__Rows from a pointing dataset__
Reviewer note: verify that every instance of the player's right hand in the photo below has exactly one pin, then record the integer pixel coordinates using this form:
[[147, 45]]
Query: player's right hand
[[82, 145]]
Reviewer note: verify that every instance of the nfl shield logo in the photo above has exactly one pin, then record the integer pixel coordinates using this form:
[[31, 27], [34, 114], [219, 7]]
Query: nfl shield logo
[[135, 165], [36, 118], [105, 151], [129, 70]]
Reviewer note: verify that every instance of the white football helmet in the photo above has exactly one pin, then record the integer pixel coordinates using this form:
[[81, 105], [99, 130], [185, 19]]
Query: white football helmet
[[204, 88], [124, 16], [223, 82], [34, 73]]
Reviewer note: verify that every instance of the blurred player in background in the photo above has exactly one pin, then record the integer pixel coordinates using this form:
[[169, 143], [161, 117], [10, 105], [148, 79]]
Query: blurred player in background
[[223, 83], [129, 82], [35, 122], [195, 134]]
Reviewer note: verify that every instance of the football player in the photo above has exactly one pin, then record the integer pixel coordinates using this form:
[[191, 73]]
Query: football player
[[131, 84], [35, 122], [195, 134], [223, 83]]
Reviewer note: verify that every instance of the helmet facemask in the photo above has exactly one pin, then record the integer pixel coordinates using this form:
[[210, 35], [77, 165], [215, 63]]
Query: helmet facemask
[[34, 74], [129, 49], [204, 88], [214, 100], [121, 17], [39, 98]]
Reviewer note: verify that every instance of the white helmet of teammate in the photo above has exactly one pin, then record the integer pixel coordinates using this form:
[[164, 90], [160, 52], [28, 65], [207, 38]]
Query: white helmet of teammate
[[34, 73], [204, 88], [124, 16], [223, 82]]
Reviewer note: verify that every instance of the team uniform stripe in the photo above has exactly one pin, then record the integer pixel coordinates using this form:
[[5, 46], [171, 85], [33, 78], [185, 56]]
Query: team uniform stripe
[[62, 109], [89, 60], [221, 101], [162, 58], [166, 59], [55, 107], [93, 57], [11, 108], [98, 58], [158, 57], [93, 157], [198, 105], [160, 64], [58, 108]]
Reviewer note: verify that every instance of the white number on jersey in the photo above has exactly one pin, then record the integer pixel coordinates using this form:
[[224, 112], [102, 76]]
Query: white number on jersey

__Stated goal__
Render everything from the line containing "Reviewer note: verify that every instance of the white helmet" down to the end of the material as a Markdown table with two columns, Row and Line. Leave out any blank lines.

__Response below__
| Row | Line |
|---|---|
| 1 | Reviewer note: verify that every instance of the white helmet of teammate in the photo above has exactly one pin, then record the integer pixel coordinates using this form: |
| 2 | [[164, 90], [160, 52], [28, 65], [207, 38]] |
| 3 | Query: white helmet of teammate |
| 4 | [[34, 73], [204, 88], [124, 16], [223, 82]] |
| 5 | Reviewer note: verify that every instance of the team uniform stripe in the photo above has exactly one pin, then record the integer pixel coordinates using this form: |
| 6 | [[5, 46], [171, 85], [33, 78], [185, 56]] |
| 7 | Query: team uniform stripe |
| 8 | [[62, 109], [89, 60], [221, 101], [162, 58], [166, 59], [55, 107], [93, 57], [11, 108], [98, 58], [158, 57], [93, 157], [198, 105], [160, 64], [58, 108]] |
| 9 | Reviewer note: verify that every instance of the white number on jersey in the photo above has exactly one pin, then record the integer pixel coordinates using this form: |
| 10 | [[224, 112], [102, 76]] |
| 11 | Query: white number on jersey |